» Written tasks
1. Answer these questions using the passage on the First Street Tunnel.
(a) In what month and year did the city break ground on the tunnel?
(b) How long will the tunnel be once it's finished?
(c) Where was the tunnel boring machine last used?
2. Write out the passage on the First Street Tunnel word for word, starting with "D.C. Water and" and going on through "in June 2014.".
3. Extend the passage on the First Street Tunnel, picking up right after its last sentence.

» Text passage
========================================
There is a gaping, 160 foot hole in the middle of the District. On purpose.

“This is the remarkable and unseen story of what it takes to solve an issue in the middle of a busy city,” says George Hawkins, the general manager of D.C. Water. “Bloomingdale flooding is a centuries-old problem.”

D.C. Water and contractor Skanska Jay Dee invited media and citizens to descend into the hole this weekend and tour the Clean Rivers Project First Street Tunnel. “We want the neighborhood to see what all this noise and construction is doing to create a permanent benefit,” Hawkins says. The city broke ground on the tunnel in June 2014.

The First Street Tunnel tunnel, which will be 2,700 feet long and 20 feet in diameter when it’s completed, will complement the existing sewer. For stage one of the project, the tunnel will serve as storage for excess storm water. Once stage two is completed by around 2022 or 2023, that storm water will be piped to the Blue Plains Advanced Wastewater Treatment Center, where it will be cleaned to near-drinking water quality before its release into the Anacostia River.

Those on the tour got to meet Lucy Diggs Slowe, a tunnel boring machine named for a local activist who was the first Dean of Women at Howard University. Last used in Dubai, the machine can create about 50 feet of tunnel per day, though the pace began more slowly.

Lucy weighs nearly 1,600 tons. The machine was constructed above ground and then lowered down by crane in 30 foot increments. The machine, which came to D.C. from Dubai, will wrap up its job in December.
========================================
Point placement records
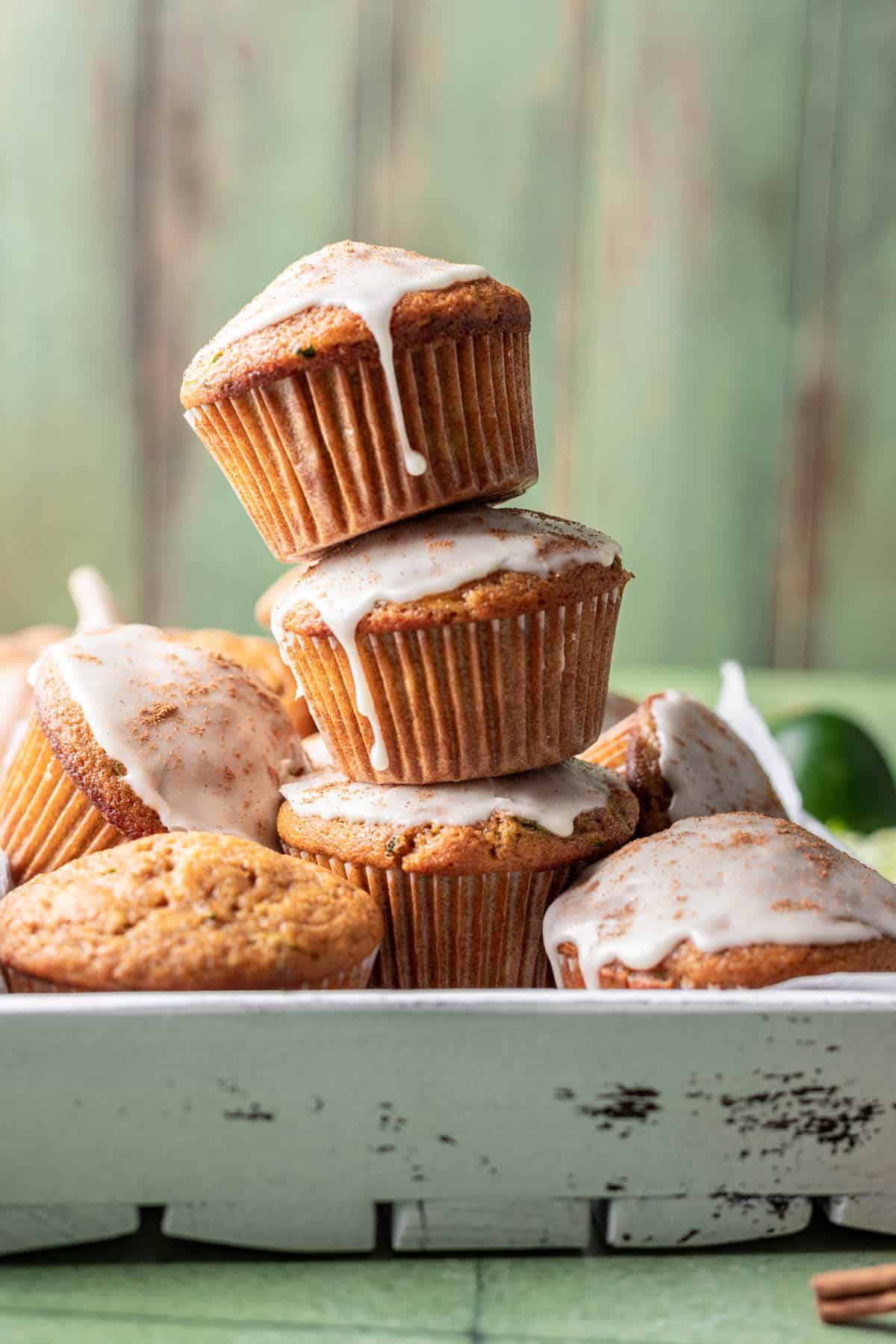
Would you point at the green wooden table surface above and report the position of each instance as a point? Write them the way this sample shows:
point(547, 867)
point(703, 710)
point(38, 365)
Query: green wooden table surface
========================================
» Results for the exercise
1.
(a) June 2014
(b) 2,700 feet
(c) Dubai

2.
D.C. Water and contractor Skanska Jay Dee invited media and citizens to descend into the hole this weekend and tour the Clean Rivers Project First Street Tunnel. “We want the neighborhood to see what all this noise and construction is doing to create a permanent benefit,” Hawkins says. The city broke ground on the tunnel in June 2014.

3.
“The soil around here is very conducive to tunneling,” says Ron Davis, resident engineer. “It’s just mud, over and over again.” In comparison, a tunnel-boring machine in Seattle was stuck underground for more than a year after breaking down. “There are no showstoppers for us.”

Those who peek into the First Street Tunnel work sites can see what resembles an alien egg hatchery—a number of glistening white knobs growing out of black tubes emerging from the ground.

So, what are these would-be alien eggs?

According to D.C. Water, they’re a surface-level clue that the project is employing a process called ground freezing. They’re using giant refrigerators, known as “freeze plants,” near the main work site on Channing Street and 1st Street NW to cool brine, a saltwater mixture that gets pumped through the ground using pipes. The seeming alien eggs are condensation from the brine when it reaches the surface.

We got to touch some of the “muck” taken from the ground and it felt as cold as a refrigerator shelf.

By creating these ice walls underground, the project avoids some of the noise and vibrations associated with other methods, like using concrete. Hawkins says the inclusion of ground freezing in Skanska Jay Dee’s proposal is what gave them the edge over other contractors.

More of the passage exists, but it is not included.